## PROBLEM TO SOLVE
All entries below must be retyped exactly, though pictures are to be skipped.

═══ THE DATA

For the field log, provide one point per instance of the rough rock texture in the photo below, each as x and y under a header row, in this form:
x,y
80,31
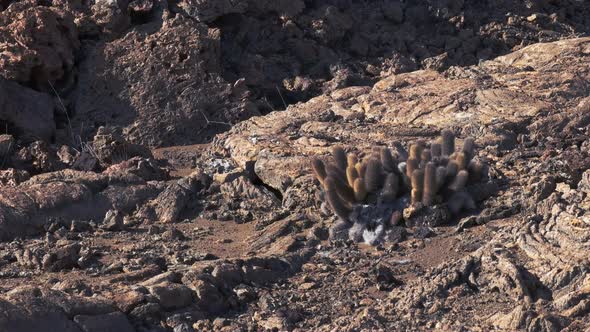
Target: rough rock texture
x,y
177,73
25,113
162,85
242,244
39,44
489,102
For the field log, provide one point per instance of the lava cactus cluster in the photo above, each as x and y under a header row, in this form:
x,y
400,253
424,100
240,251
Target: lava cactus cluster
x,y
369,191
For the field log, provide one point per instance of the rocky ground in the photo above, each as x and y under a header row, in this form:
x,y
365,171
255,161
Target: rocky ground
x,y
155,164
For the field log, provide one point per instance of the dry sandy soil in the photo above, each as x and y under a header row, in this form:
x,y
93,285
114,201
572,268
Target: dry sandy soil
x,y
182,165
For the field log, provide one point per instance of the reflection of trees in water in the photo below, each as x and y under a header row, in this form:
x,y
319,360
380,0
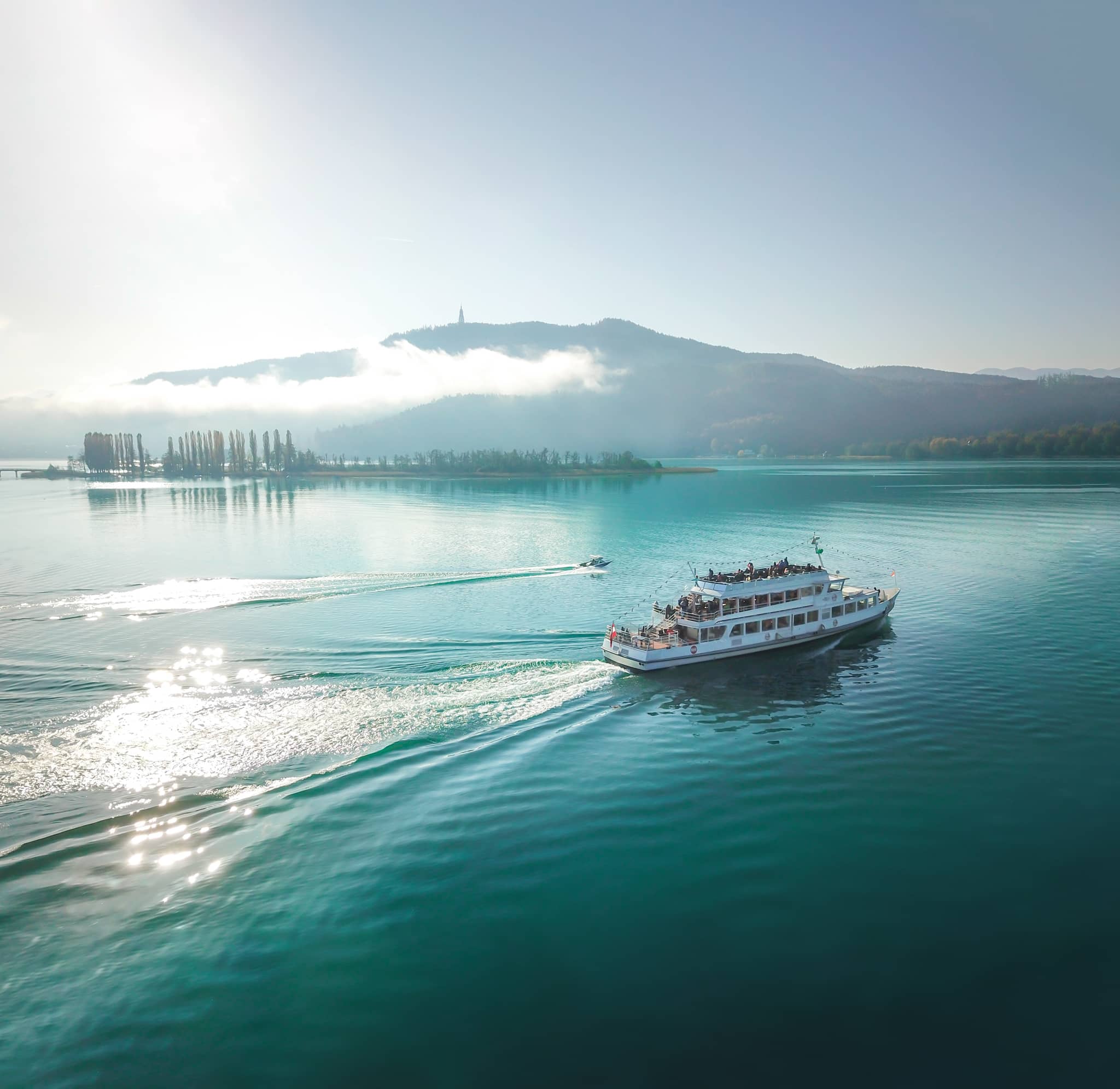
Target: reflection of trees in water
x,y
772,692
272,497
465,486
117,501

══════

## SOLUTION TO THIS TASK
For the field log, provide one point per instance of the rough rock texture in the photo below, each as x and y under a header row, in this form:
x,y
80,31
Target: rough rock texture
x,y
177,73
25,113
162,85
242,244
39,44
489,102
For the field log, provide one point per instance of the lava cactus cluster in the photo above, each as x and y under a header row, in this form:
x,y
400,253
424,100
240,251
Target: lava cactus cluster
x,y
369,191
For the field log, provide one point per instance of the rocky ground in the photo above, each as x and y under a header row, in this form:
x,y
365,171
255,161
Target: rocky ground
x,y
155,164
For the field log, provide one point per instance of the dry sandy soil in the photo above, each as x and y under a header row, in this form:
x,y
93,285
114,201
572,268
Target: dry sandy soil
x,y
182,165
For the field log, provide one point per instance of the reflection of trees in water in the photo below, each as x and y under a header row, in this form:
x,y
319,360
380,0
Target: reflection of trees in water
x,y
772,692
272,497
465,486
117,501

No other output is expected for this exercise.